*EXCERPT TO READ*:
==================================================

You mean that law that employers get round by handing their staff an opt-out to sign along with their contract?

Dave
19-03-2012, 10:41 PM
You mean that law that employers get round by handing their staff an opt-out to sign along with their contract?
Not for retail staff

scro
19-03-2012, 10:42 PM
You sure?

I haven't seen the exact figures but have read in various places that this is the case.

Presumably overall the effect is a gain in tourism. Not sure at games time tourist numbers rise and there is evidence it stops people coming at that time. Seeing as this is about games time seems odd to me.

Blind_Eagle
19-03-2012, 10:46 PM
I'm struggling to understand Blind's beef with this. Large shops may already open for six hours on a Sunday; what difference does another couple make? What sort of trade will a small retailer will lose if this happens? I'm not sure many people will suddenly go bombing over to Westfield if they need an emergency pint of milk of a Sunday evening.

Most of the small newsagents come off licences I know make the bulk of their profit trading when the supermarkets are shut. Due to economies of scale they simply cannot compete on price, but they can compete on service, in this instance by being open for stupidly long hours. You want 20 fags, a bottle of wine, a loaf of bread and a pack of tampax after 4pm on a Sunday? Under current law you can only obtain them from a small retailer.

==================================================

*SUPPLIED RECORDS*:
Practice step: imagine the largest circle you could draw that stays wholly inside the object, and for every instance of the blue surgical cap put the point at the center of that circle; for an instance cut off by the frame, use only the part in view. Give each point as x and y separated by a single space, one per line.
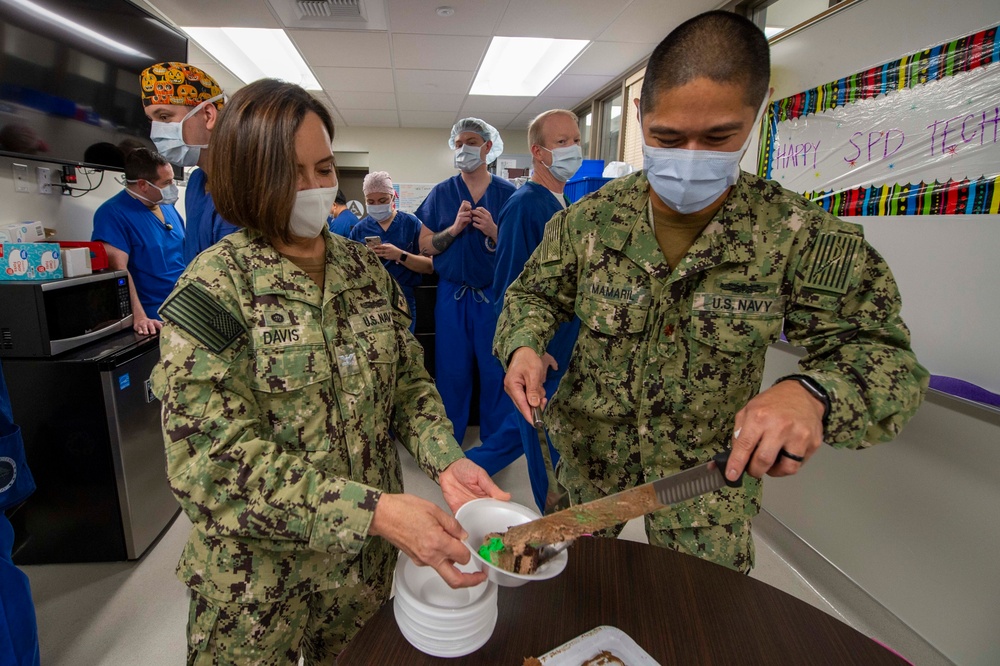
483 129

==================================================

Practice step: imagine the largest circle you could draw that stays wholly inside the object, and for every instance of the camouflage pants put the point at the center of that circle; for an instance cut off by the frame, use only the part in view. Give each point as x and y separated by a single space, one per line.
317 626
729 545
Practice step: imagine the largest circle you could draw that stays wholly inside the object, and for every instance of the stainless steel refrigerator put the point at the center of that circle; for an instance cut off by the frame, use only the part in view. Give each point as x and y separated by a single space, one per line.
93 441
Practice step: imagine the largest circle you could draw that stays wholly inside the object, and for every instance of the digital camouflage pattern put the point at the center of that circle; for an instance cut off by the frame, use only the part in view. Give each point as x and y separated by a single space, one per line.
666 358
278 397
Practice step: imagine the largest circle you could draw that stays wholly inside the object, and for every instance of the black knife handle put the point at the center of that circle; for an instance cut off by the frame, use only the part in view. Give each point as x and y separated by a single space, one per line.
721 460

==================================================

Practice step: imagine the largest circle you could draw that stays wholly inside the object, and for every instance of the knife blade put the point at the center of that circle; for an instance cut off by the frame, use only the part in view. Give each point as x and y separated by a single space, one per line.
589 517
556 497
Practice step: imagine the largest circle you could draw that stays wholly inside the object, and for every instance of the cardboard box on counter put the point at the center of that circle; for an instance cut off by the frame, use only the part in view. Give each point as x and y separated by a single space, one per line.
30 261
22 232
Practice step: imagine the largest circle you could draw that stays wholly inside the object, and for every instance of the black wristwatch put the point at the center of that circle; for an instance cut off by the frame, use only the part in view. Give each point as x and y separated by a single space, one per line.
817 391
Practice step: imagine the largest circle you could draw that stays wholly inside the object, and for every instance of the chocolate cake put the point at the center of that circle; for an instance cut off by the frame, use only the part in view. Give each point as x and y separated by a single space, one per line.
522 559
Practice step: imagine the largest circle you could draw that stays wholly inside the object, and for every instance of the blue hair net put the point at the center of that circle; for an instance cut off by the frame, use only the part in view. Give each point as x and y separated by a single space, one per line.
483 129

==================================================

*COMPLETE THE FOLLOWING*:
A – Pull out each line of the entries that contains the string "knife".
B – Carry on the forum thread about longer Sunday shop opening hours from the point where it stops.
The entries and the forum thread on Sunday trading hours come from unrelated sources.

*SET OF ANSWERS*:
A –
Practice step: imagine the largest circle you could draw that stays wholly inside the object, and for every instance of the black knife handle put the point at the center of that circle; for an instance cut off by the frame, use only the part in view. Give each point as x and y separated by a single space, one per line.
Practice step: imagine the largest circle you could draw that stays wholly inside the object, and for every instance of the knife blade put the point at the center of that circle; for an instance cut off by the frame, use only the part in view. Give each point as x and y separated by a single space, one per line.

B –
And you're struggling to understand my beef? :eek:

bigdazza08
19-03-2012, 10:46 PM
Thank god im getting out of my hell then its bad enough there now that its given me depression, they will be rubbing there hands together with this. On Sundays Businesses should be shut FACT!

Blind_Eagle
19-03-2012, 10:49 PM
Lots of those who have to serve them don't have jobs. This will create more jobs. Simple.

If its so simple you explain to me how this will create even one job.

I'd argue strongly that this will reduce the number of jobs in the medium term.

Dave
19-03-2012, 10:49 PM
First results on google

http://uk.eurosport.yahoo.com/08112011/58/london-2012-olympics-spark-tourist-numbers-debate.html

http://www.ibtimes.co.uk/articles/269580/20111219/london-olympics-hit-uk-tourist-numbers.htm

http://www.offbeatbuzz.com/believe-it-or-not/beijing-tourist-numbers-fell-during-olympics/

Eagle Of Cray
19-03-2012, 10:49 PM
Quite.

And we will all benefit - not just supermarkets.

:confused:

How will you benefit?

How will I benefit?

How will the major supermarkets, who have been trying to get these restrictions lifted for a few years, benefit?

How will Davis Tackle benefit?

If you truly believe we will all benefit why did you think it required a one word answer earlier that contradicts your above post?

Blind_Eagle
19-03-2012, 10:51 PM
You sure?

He's right.

In a similar vein our industry sector suffers badly during both Olympic and World Cup years!

Fatboy
19-03-2012, 10:55 PM
How much spending money is left for tourists after expensive flights, hotels, and Olympic tickets ?

If you were a tourist that did not have Olympic tickets - why would you go to London when its on ?

Blind_Eagle
19-03-2012, 10:55 PM
Erm, unless I've dreamed it, haven't shops been opening for six hours on Sundays ever since 1994?

You've completely lost me there. Which post are you referring to? :)

Psychokiller
19-03-2012, 10:57 PM
Not for retail staff
Full time staff in all sectors get it, it's become a standard part of the employment contract and renders the directive useless.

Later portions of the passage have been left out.